▶ [Text shown]
Fighting resumes in southern Afghanistan as ceasefire ends
Fighting between the Taliban and Afghan government forces resumed Sunday in the restive southern province of Helmand, officials said, ending a three-day ceasefire agreed by the warring sides to mark the Eid al-Fitr holiday.
There were clashes on the outskirts of Lashkar Gah, the capital of Helmand, which has seen intense fighting since the United States began its final troop withdrawal from Afghanistan on May 1, an Afghan military spokesman and a local official said.
"The fighting started early today morning and is still ongoing," Attaullah Afghan, head of the Helmand provincial council, told AFP.
He said Taliban fighters attacked security checkpoints on the outskirts of Lashkar Gah and other districts.
An Afghan army spokesman in the south confirmed fighting had resumed.
The three-day truce initiated by the Taliban and swiftly agreed to by the Afghan government had largely held during the Eid holidays that ended last night.
At least 12 people were killed at a mosque outside Kabul, however, by a bomb blast claimed by the jihadist Islamic State group.
IS claims mosque bombing
The jihadist Islamic State claimed it carried out this week's attack on a mosque on the outskirts of the Afghan capital that left 12 worshippers dead, SITE Intelligence Group reported.
The explosion happened inside a mosque in Shakar Darah district of Kabul province during Friday prayers and shattered the relative calm of a three-day ceasefire agreed between the Taliban and the Afghan government.
IS said its fighters had placed an explosive device inside the mosque and detonated it after worshippers arrived to offer prayers on the second day of the Eid al-Fitr holidays, the US monitor of jihadist groups said late Saturday.
The bombing killed the imam of the mosque, who was leading the prayers.
Friday was also the second day of a three-day ceasefire agreed by the Taliban and the government to mark Eid al-Fitr.
The temporary truce was announced after soaring violence since May 1, when the US military began formally withdrawing its last remaining troops from the country.
A series of blasts outside a girls' school in Kabul last week killed more than 50 people and wounded scores, most of them female students.
No group has so far claimed the attack, one of the deadliest in recent years.

▶ [Complete the following]
**A)** Decide whether each statement agrees with the news report, answering yes or no and quoting the deciding words: (i) the ceasefire lasted three days; (ii) the Islamic State group claimed the attack outside the girls' school in Kabul; (iii) the mosque bombing killed the imam.
**B)** Return the stretch of the news report from "IS claims mosque" through "leading the prayers.", copied word for word.
The listing that comes next is separate material, apart from the news report.

▶ [Material supplied]
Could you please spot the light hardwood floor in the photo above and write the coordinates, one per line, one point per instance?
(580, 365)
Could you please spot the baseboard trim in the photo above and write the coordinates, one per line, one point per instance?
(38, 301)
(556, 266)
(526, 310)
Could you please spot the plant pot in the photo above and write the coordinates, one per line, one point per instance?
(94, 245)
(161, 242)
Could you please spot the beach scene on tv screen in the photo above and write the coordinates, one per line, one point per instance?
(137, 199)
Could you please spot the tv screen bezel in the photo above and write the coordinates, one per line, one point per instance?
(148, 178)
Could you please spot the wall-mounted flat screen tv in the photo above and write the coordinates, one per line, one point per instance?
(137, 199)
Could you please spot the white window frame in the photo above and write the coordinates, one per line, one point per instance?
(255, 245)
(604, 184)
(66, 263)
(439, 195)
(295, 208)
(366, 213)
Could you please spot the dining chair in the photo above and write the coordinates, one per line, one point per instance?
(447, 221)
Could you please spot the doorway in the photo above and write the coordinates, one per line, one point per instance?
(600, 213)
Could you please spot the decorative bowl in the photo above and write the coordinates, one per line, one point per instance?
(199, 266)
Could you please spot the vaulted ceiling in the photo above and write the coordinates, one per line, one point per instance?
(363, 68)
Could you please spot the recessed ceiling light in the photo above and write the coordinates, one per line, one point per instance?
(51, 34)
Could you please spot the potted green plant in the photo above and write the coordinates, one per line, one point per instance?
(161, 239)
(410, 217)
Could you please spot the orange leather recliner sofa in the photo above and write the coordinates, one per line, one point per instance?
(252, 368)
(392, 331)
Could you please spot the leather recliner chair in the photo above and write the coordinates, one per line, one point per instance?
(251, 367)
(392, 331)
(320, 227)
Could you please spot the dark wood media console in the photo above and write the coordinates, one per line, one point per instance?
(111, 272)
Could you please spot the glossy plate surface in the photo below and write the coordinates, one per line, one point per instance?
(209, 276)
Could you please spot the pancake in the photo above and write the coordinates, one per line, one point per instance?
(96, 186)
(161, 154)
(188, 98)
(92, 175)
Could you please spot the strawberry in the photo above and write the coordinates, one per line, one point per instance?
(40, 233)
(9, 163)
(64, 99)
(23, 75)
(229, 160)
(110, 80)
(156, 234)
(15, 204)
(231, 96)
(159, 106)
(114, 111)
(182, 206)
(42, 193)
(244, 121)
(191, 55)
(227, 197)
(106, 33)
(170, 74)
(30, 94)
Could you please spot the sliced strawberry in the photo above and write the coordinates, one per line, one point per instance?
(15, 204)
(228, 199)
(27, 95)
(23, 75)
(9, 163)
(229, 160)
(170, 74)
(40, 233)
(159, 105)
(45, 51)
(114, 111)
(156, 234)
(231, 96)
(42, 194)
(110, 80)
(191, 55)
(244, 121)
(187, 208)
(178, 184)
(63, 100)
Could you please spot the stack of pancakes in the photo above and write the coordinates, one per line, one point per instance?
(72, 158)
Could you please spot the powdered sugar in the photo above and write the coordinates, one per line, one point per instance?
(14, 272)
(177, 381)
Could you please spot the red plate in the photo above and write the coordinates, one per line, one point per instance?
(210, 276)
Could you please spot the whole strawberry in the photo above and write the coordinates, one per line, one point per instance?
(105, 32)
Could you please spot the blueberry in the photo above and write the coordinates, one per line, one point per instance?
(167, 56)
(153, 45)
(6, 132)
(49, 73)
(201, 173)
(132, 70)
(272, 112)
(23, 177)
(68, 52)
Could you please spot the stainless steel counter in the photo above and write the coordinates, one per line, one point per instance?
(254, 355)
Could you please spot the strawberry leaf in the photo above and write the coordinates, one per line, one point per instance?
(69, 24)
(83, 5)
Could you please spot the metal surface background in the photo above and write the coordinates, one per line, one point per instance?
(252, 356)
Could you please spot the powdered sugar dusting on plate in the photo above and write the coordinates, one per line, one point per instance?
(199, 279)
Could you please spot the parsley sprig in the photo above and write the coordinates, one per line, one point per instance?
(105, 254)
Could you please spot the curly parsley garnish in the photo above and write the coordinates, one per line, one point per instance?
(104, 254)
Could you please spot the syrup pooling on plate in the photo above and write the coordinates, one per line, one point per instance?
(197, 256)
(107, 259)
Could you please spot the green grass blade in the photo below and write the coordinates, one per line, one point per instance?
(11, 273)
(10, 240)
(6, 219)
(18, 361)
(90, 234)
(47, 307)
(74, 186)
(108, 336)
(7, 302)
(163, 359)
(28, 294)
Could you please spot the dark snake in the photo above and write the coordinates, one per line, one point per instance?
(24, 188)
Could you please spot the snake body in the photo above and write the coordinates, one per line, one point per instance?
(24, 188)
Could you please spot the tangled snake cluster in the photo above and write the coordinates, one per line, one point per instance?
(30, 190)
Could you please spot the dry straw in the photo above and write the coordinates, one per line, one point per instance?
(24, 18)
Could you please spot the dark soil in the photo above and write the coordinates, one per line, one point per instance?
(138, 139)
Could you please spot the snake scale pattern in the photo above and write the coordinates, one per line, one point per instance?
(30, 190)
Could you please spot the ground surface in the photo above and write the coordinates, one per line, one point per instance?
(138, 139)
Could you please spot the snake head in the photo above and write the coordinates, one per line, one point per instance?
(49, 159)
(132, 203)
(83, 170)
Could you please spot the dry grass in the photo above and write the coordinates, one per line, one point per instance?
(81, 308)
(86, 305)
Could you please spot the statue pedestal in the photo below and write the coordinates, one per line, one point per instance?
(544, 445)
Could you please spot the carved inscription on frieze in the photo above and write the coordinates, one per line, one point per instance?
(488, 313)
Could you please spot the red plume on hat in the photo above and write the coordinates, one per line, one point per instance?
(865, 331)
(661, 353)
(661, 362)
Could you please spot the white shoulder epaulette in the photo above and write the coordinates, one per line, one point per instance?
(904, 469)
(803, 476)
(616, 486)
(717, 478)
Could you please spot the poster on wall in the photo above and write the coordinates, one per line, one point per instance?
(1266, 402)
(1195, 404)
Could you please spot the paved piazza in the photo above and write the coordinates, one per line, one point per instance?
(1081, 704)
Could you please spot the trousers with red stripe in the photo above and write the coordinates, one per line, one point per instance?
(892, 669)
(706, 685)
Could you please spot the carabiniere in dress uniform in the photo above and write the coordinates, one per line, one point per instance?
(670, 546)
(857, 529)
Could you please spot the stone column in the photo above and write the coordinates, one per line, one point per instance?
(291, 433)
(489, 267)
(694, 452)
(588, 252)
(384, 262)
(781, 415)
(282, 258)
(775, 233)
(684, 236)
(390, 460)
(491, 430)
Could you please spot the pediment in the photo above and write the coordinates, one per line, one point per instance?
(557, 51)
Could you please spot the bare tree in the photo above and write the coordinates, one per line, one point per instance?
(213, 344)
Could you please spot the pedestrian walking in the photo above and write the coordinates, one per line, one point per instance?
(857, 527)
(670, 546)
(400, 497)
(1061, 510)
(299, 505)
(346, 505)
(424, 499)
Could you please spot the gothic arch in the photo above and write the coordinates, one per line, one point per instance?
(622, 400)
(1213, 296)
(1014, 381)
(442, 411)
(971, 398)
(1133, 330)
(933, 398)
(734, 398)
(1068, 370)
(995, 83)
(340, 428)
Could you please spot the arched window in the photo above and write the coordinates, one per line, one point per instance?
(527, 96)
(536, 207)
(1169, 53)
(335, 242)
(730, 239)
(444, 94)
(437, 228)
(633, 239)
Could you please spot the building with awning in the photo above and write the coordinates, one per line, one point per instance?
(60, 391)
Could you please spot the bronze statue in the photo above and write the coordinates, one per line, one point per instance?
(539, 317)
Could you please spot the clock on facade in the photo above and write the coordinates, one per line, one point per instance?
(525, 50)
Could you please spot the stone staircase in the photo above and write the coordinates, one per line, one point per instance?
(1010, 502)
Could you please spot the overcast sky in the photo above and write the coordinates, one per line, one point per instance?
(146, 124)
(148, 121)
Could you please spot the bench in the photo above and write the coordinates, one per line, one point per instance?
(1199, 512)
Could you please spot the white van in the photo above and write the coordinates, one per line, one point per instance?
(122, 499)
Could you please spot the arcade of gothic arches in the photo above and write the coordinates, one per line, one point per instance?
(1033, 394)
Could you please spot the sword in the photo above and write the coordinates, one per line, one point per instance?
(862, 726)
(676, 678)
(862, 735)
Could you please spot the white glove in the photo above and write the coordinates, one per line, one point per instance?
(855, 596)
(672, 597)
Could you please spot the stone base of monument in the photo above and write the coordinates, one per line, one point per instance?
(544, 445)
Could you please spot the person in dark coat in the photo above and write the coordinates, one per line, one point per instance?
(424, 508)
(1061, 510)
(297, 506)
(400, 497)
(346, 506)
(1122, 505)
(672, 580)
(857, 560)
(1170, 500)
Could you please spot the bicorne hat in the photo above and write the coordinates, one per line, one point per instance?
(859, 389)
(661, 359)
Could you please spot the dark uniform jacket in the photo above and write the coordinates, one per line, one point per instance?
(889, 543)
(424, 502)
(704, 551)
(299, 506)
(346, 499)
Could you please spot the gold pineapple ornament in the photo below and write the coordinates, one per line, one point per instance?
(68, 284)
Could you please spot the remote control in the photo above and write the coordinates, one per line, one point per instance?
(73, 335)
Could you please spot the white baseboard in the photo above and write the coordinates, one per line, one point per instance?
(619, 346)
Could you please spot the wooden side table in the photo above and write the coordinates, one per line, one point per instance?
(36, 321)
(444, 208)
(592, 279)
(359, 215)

▶ [Solutions to the tasks]
**A)**
(i) Yes: "ending a three-day ceasefire agreed by the warring sides to mark the Eid al-Fitr holiday"
(ii) No: "No group has so far claimed the attack"
(iii) Yes: "The bombing killed the imam of the mosque, who was leading the prayers."

**B)**
IS claims mosque bombing
The jihadist Islamic State claimed it carried out this week's attack on a mosque on the outskirts of the Afghan capital that left 12 worshippers dead, SITE Intelligence Group reported.
The explosion happened inside a mosque in Shakar Darah district of Kabul province during Friday prayers and shattered the relative calm of a three-day ceasefire agreed between the Taliban and the Afghan government.
IS said its fighters had placed an explosive device inside the mosque and detonated it after worshippers arrived to offer prayers on the second day of the Eid al-Fitr holidays, the US monitor of jihadist groups said late Saturday.
The bombing killed the imam of the mosque, who was leading the prayers.